### EXERCISE BRIEF
Print the entries exactly as given.

Point localization data:
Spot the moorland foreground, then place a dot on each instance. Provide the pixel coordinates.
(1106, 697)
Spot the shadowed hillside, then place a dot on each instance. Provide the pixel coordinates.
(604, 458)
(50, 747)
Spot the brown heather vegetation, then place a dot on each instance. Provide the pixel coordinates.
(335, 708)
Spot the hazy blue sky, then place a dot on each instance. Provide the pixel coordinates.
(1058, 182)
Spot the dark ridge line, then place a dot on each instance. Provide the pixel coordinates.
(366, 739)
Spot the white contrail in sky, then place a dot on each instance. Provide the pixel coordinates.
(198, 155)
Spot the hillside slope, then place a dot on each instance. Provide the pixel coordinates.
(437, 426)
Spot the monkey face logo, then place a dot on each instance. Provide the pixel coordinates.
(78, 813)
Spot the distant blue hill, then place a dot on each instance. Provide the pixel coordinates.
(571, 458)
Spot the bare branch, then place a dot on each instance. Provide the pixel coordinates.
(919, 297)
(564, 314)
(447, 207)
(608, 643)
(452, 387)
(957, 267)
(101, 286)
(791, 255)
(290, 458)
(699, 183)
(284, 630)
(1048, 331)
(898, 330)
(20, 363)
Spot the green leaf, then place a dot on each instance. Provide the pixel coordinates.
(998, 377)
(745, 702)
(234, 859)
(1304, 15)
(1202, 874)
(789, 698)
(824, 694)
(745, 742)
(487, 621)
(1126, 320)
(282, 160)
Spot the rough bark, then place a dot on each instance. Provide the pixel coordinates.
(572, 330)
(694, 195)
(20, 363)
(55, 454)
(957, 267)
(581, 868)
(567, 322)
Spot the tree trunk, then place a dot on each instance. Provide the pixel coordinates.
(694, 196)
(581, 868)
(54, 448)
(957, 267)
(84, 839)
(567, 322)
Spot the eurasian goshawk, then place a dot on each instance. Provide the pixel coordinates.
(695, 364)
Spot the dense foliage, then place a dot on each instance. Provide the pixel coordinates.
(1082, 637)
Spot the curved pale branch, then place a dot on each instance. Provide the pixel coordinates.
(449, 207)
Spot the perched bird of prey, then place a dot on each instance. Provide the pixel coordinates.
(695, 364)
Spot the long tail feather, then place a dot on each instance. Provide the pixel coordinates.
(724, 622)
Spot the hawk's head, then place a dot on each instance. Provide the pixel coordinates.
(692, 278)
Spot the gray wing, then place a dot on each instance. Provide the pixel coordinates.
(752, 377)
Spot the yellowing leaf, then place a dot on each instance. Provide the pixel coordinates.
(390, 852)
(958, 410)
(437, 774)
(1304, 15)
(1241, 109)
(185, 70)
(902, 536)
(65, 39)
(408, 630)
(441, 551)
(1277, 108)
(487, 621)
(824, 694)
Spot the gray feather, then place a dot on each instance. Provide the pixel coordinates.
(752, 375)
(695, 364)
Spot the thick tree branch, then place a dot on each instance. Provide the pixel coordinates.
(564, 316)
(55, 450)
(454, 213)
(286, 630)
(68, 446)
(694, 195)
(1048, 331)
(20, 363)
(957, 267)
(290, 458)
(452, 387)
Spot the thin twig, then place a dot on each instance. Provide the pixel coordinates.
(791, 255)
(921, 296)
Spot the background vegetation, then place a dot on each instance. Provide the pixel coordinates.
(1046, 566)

### REPLY TO THE TASK
Spot the moorland foreground, then place a dot on each instance. Provide the pixel coordinates.
(1106, 697)
Spot the shadowed hillside, then place a dot on each instance. Provide the pixel coordinates.
(604, 458)
(50, 747)
Spot the brown heather vegetation, then place a dot on each instance. Provide the pixel coordinates.
(335, 708)
Spot the hazy blue sky, then place a dot on each instance. Provide the pixel coordinates.
(1058, 182)
Spot the dark ridge line, then place a dot on each instance. Provide the pixel coordinates.
(366, 739)
Spot the white contrail in sky, then place a dot on each instance. Provide the pixel coordinates.
(198, 155)
Spot the hillside slope, then place a dot on each instance. Provide the pixel coordinates.
(437, 426)
Spot the monkey face logo, then place a dot on each instance. Provide the pixel coordinates.
(78, 813)
Spot the distant blue hill, then place a dot on each instance. Provide the pixel coordinates.
(571, 458)
Spot the bare branch, then place a dot on each instance. Provide the pixel coordinates.
(919, 297)
(564, 314)
(447, 207)
(608, 643)
(452, 387)
(957, 267)
(101, 286)
(791, 255)
(290, 458)
(699, 183)
(284, 630)
(1048, 331)
(898, 330)
(20, 363)
Spot the green leaf, then place a dot on each instance. Provide the pixel coordinates.
(998, 377)
(745, 702)
(234, 859)
(1304, 15)
(1202, 874)
(789, 698)
(824, 694)
(745, 742)
(487, 621)
(1126, 320)
(282, 160)
Spot the rough bark, then place a dot on each instance. Provide the pixel coordinates.
(572, 330)
(694, 195)
(20, 363)
(55, 454)
(957, 267)
(581, 868)
(567, 322)
Spot the tree trunk, then place a dot on each instance. Provide the pixel coordinates.
(694, 196)
(581, 868)
(54, 448)
(957, 267)
(84, 839)
(567, 322)
Spot the eurasian goshawk, then place a dot on each instance. Provide the pixel coordinates.
(695, 364)
Spot the dense foliage, then place a dot on each instance. Provide the pixel coordinates.
(1082, 637)
Spot the curved pale branch, then place a dot on each instance. Provide the pixel coordinates.
(449, 207)
Spot the perched bird of prey, then place a dot on each instance. Provide the pixel coordinates.
(695, 364)
Spot the long tail feather, then place a dot on each instance. Provide the pixel coordinates.
(724, 622)
Spot the hawk's head, then place a dot on each instance. Provide the pixel coordinates.
(692, 278)
Spot the gray wing, then place a dot on each instance. Provide the pixel coordinates.
(752, 377)
Spot the yellowing leaf, then place a dot on each instance. Provide the pixel coordinates.
(390, 852)
(958, 410)
(437, 774)
(1304, 15)
(1241, 109)
(185, 70)
(902, 536)
(65, 39)
(408, 630)
(441, 551)
(1277, 108)
(487, 621)
(824, 694)
Spot the gray feather, then place a dot on each instance. Provide the pixel coordinates.
(752, 375)
(695, 364)
Spot the thick tree branch, then place a dot on each instance. Provide the pixel coordinates.
(564, 316)
(55, 450)
(454, 213)
(286, 630)
(68, 446)
(694, 195)
(1048, 331)
(20, 363)
(957, 267)
(290, 458)
(452, 387)
Spot the thin twig, then place a dot on each instance. Provide the pixel coordinates.
(791, 255)
(921, 296)
Spot the background vegetation, then place a dot on each instance. Provide the pixel coordinates.
(1046, 566)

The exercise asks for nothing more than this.